WHAT THIS TASK INVOLVES
Swap "place a point on" for "mark" throughout the records below, keeping everything else the same, and leave the pictures out of your answer.

Data items:
- - -

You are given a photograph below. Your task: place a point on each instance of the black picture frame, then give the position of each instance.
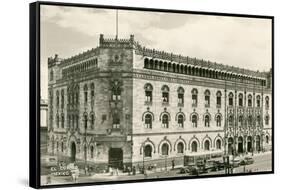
(34, 91)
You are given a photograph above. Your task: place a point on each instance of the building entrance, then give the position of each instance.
(73, 152)
(115, 158)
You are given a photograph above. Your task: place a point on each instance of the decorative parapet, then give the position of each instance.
(131, 43)
(116, 42)
(153, 53)
(80, 57)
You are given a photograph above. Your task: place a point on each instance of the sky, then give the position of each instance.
(242, 42)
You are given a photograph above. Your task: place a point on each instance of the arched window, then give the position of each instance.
(58, 145)
(266, 139)
(58, 121)
(240, 120)
(266, 119)
(194, 146)
(259, 120)
(51, 75)
(266, 102)
(219, 99)
(62, 146)
(146, 63)
(165, 149)
(148, 121)
(62, 121)
(240, 99)
(62, 98)
(250, 120)
(218, 144)
(249, 100)
(230, 121)
(148, 92)
(165, 94)
(258, 101)
(85, 93)
(194, 120)
(58, 98)
(207, 98)
(207, 121)
(92, 151)
(116, 121)
(194, 93)
(180, 96)
(92, 120)
(147, 151)
(85, 121)
(165, 121)
(85, 151)
(180, 120)
(207, 145)
(218, 120)
(230, 99)
(116, 93)
(92, 93)
(180, 147)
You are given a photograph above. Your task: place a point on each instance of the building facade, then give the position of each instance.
(124, 104)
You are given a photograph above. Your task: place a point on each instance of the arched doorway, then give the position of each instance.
(249, 144)
(73, 152)
(240, 145)
(230, 145)
(115, 158)
(258, 143)
(194, 146)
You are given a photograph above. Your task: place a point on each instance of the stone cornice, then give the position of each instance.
(176, 132)
(167, 77)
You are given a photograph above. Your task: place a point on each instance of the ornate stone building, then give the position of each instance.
(122, 103)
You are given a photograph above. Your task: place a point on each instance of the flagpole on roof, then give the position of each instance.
(116, 23)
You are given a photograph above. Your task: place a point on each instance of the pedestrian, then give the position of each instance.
(110, 170)
(129, 170)
(117, 171)
(173, 164)
(48, 179)
(134, 170)
(76, 173)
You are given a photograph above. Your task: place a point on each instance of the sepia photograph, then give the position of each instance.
(135, 94)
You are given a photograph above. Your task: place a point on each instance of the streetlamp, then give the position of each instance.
(85, 146)
(143, 159)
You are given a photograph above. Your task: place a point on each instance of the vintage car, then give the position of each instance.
(49, 161)
(235, 162)
(247, 161)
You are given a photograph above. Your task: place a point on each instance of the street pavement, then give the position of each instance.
(262, 162)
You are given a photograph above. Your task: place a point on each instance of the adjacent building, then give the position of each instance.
(124, 104)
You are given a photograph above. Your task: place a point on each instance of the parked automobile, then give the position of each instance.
(195, 170)
(184, 170)
(211, 165)
(49, 161)
(235, 162)
(247, 161)
(220, 165)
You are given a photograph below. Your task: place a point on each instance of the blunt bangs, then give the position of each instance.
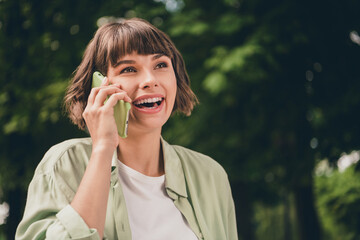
(112, 42)
(129, 37)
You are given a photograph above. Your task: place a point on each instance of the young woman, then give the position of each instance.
(139, 187)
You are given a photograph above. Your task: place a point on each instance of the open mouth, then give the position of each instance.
(149, 103)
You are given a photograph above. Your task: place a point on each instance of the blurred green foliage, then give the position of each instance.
(278, 84)
(338, 195)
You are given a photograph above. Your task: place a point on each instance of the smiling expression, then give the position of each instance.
(149, 80)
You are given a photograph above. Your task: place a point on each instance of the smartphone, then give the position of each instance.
(121, 109)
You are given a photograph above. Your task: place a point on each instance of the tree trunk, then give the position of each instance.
(309, 227)
(243, 209)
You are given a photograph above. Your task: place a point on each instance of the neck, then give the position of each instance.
(142, 152)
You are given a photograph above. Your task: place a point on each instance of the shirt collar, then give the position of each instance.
(174, 173)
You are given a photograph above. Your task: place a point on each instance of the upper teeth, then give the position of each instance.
(148, 100)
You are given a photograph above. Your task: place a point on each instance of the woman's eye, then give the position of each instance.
(161, 65)
(128, 70)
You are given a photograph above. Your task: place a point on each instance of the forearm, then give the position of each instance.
(91, 197)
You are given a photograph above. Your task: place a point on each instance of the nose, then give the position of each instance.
(148, 81)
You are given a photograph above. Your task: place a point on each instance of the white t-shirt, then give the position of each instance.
(152, 213)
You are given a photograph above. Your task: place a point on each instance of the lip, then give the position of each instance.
(147, 110)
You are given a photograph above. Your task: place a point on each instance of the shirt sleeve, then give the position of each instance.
(232, 233)
(48, 214)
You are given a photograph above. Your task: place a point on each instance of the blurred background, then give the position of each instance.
(278, 83)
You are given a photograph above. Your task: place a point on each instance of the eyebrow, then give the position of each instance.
(157, 56)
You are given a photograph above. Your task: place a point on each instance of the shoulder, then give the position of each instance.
(67, 154)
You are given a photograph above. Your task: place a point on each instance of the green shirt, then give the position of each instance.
(197, 184)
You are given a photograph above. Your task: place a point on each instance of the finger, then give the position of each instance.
(105, 82)
(103, 93)
(92, 95)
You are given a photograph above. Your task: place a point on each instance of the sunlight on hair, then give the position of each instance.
(108, 19)
(346, 160)
(172, 5)
(4, 212)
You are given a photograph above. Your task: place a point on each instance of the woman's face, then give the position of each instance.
(149, 80)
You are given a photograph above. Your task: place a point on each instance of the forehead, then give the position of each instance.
(126, 41)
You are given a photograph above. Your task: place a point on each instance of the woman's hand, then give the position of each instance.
(99, 115)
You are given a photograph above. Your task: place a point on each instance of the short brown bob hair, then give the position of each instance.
(111, 42)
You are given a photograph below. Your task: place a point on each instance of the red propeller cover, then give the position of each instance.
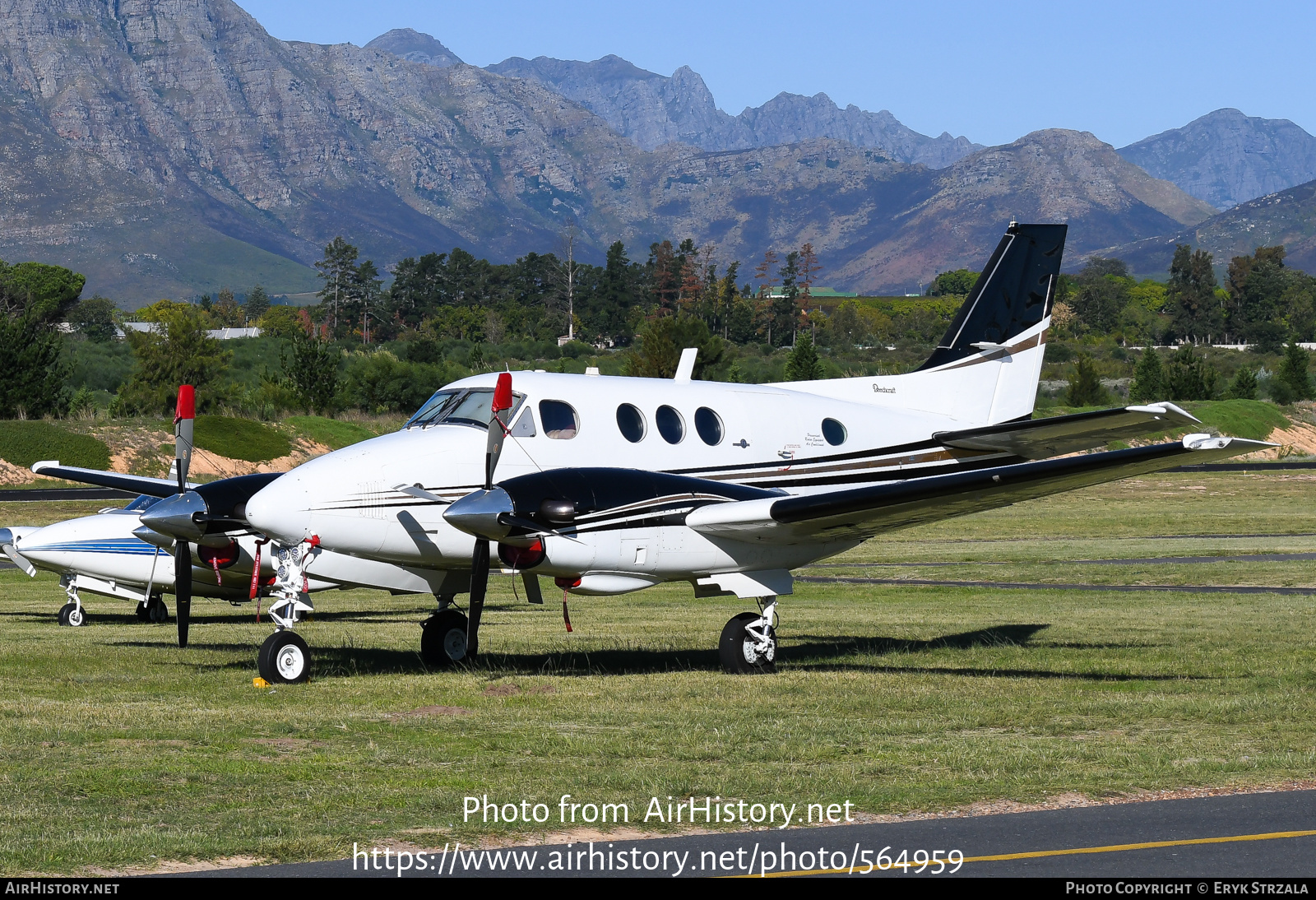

- - -

RESPONSE TO THIS EXERCISE
You are given a photograph below. Your task: mark each instance of the black picture frame, then give the position of each instance.
(34, 91)
You are given a photograph above. Your task: mark each instance of the building entrance, then give the position of each instance.
(73, 152)
(115, 158)
You are given a photograph above. Your task: mark each instance of the decorative parapet, then give the position of each instance.
(131, 43)
(116, 42)
(153, 53)
(80, 57)
You are given a photograph above. Your task: mark each instance of the sky, then give the position of each instance.
(242, 42)
You are given a photograph above. Your task: mark each instance of the arched window, then give the position of each instance.
(58, 145)
(266, 139)
(58, 121)
(240, 120)
(266, 119)
(194, 146)
(259, 120)
(51, 75)
(266, 102)
(219, 99)
(62, 146)
(146, 63)
(165, 149)
(148, 121)
(62, 121)
(240, 99)
(62, 98)
(250, 120)
(218, 144)
(249, 100)
(230, 121)
(148, 92)
(165, 94)
(258, 101)
(85, 93)
(194, 120)
(58, 98)
(207, 98)
(207, 121)
(92, 151)
(116, 121)
(194, 93)
(180, 96)
(92, 120)
(147, 151)
(85, 121)
(165, 121)
(85, 151)
(180, 120)
(207, 145)
(218, 120)
(230, 99)
(116, 93)
(92, 93)
(180, 147)
You are given a photograph above. Your task: mark each instance of the building facade, then give the position of each instance.
(124, 104)
You are given a photograph above. Your task: mark each instance of the arched doorway, then give the position of each instance.
(249, 144)
(73, 152)
(240, 145)
(230, 145)
(115, 158)
(258, 143)
(194, 146)
You are given a photograph above. Your task: mark each instance of the stone cornice, then give the position of each instance.
(176, 132)
(167, 77)
You are given a photograph above. Your task: mark each instance of the ornate stone building, then give the position of each instance.
(122, 103)
You are given a photograph above. Your task: mark each instance of the flagpole on roof, then give the position of each instance.
(116, 23)
You are given a photograph above. Your task: mark each instance of the pedestrian, then give the position of each instance.
(110, 170)
(129, 170)
(117, 171)
(173, 164)
(48, 179)
(134, 170)
(76, 173)
You are given a photograph above. Your task: mark each instance of the sepia photograph, then give the position of each instance.
(135, 94)
You are given a photograph above. Your task: mark each instance of the streetlamp, then give the position of each instance.
(85, 146)
(143, 159)
You are given a photograph above. Your task: mark each instance of the vintage car, then give the position of each instance.
(49, 161)
(235, 162)
(247, 161)
You are given a photograph above. Your task: mark each instance of the street pavement, then give the position of each instance.
(262, 162)
You are given a photograph above. Your task: mark each instance of the adjacent building, then give the position of each instance.
(124, 104)
You are given a photograph above. Your task: mark each instance of the parked automobile, then give the position of each instance.
(195, 170)
(184, 170)
(211, 165)
(49, 161)
(235, 162)
(247, 161)
(220, 165)
You are given a photograph below. Your task: mark each instance of the blunt bangs, then give the position of each instance.
(112, 42)
(129, 37)
You are given a photograph above. Your task: mark each instance of the young woman, then give the position of each instance.
(139, 187)
You are given a photograph above. Your task: mark each instance of the open mouth, then give the position of each instance.
(149, 103)
You are given a photograph above. Your task: mark each instance of the blurred green foliage, then give the position of each instance.
(278, 84)
(338, 195)
You are given a photograph above. Your task: mark each instance of the smiling expression, then give the position of each instance.
(149, 80)
You are given a photograph above. Your task: mark each instance of the smartphone, then give the position of each instance.
(121, 109)
You are given a photograph above. Your task: mark each instance of the tree trunk, then give the position of each instance.
(309, 227)
(243, 209)
You are given a photograph above. Your task: mark each instance of the neck, then give the position of each instance.
(142, 152)
You are given a photograph above. Your task: mark each instance of the shirt collar, then give the position of each instance.
(174, 173)
You are given a photograph above. Your task: mark each instance of the upper teeth, then give the position of each instance.
(148, 100)
You are given a photograph above. Your task: mark each instance of the woman's eye, then give the position of each instance.
(161, 65)
(128, 70)
You are given a photograph above. Your task: mark each instance of the forearm, then give the position of each instance.
(91, 197)
You are given a photograph above. Your task: mark each instance of the nose, then give the position of each instance.
(148, 81)
You are given a photograph above. Your task: mark each instance of the white t-shirt, then give the position of each instance.
(152, 213)
You are given a photograph above. Your task: mark each instance of the lip, then give the position of each instance.
(147, 110)
You are given a photograph above. Your task: mark each instance of the shirt sleeve, then give the position of each instance.
(232, 233)
(48, 214)
You are given a photograph above. Your task: mark each instance of the blurred background, then give the position of each instance.
(278, 83)
You are given a photograph above. Your task: mark each instance of the eyebrow, then give the position of each instance.
(157, 56)
You are given a photograph above. Your task: mark each instance of the shoulder, then give the position of each instance.
(67, 154)
You are given a photograph above. Your task: mark each instance of the green shirt, then give the position of each instance.
(197, 184)
You are given a photograph above. Your task: mark each instance of the finger, then give the position of each instance.
(105, 82)
(103, 93)
(92, 95)
You are given a photograph above. Your task: mark each instance of the sunlight on hair, then give the position of each instance.
(108, 19)
(346, 160)
(172, 5)
(4, 212)
You are given a photograph above. Your task: mark each instance of the woman's face, then give the position of each instance.
(149, 80)
You are given a photograph above. Your task: mark each instance of the forehead, then give the position of each instance.
(126, 41)
You are given a photograph above. Your task: mark each instance of the woman's hand, then give the position of each instance.
(99, 115)
You are given a photograph above. Your task: mark each instance of the short brown bob hair, then give the position of each instance.
(111, 42)
You are given a photograph below. Your task: mark each instance of the red propeller cover, then give the position of each instance.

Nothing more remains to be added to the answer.